▸ TASK INSTRUCTIONS
Reproduce the listing below line for line, leaving out the pictures.

▸ DATA EXCERPTS
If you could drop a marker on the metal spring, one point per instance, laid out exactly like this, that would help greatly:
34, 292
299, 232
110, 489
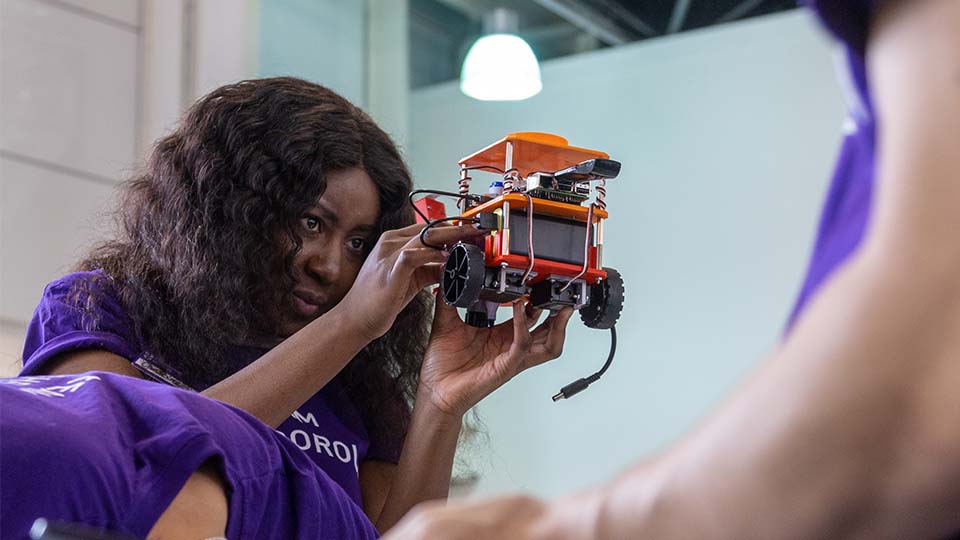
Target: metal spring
601, 194
464, 189
510, 180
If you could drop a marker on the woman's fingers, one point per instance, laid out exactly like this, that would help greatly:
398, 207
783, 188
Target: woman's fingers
445, 236
548, 338
445, 316
410, 259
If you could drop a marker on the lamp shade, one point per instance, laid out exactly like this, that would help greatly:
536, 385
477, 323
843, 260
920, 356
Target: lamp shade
500, 67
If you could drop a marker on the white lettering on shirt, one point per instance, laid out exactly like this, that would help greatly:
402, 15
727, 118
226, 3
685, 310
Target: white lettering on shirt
308, 419
338, 450
60, 390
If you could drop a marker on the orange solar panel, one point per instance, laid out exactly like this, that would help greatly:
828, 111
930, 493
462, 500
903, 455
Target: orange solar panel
532, 152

▸ TASK RESPONSE
If you could drop a marker on the metal spring, one point per instance, laid out exactly like this, that would help greatly:
34, 292
299, 232
110, 489
Target: metal spring
601, 194
464, 189
510, 180
If you could drop a marker on the woman's fingers, one point per instance, laid out exactly like this, that would help greatly:
398, 207
783, 188
Target: woman's fingers
445, 236
548, 338
445, 316
410, 259
If you could drop a marker on the lamp shade, one point per instance, laid out exactly like this, that would help greatly:
536, 385
477, 323
843, 260
920, 356
Target: lamp shade
500, 67
If you could drop a marker on the white lettering on shirt, one point per instance, laid out exactly like this, that would help greatly:
402, 15
727, 118
226, 3
685, 310
Target: white lettering on shirt
308, 419
338, 450
60, 390
If you could drop a marker on the orange solar panel, one point per instance, laid out exactly like this, that would help greatly:
828, 111
930, 493
462, 500
903, 455
Target: orange solar panel
532, 152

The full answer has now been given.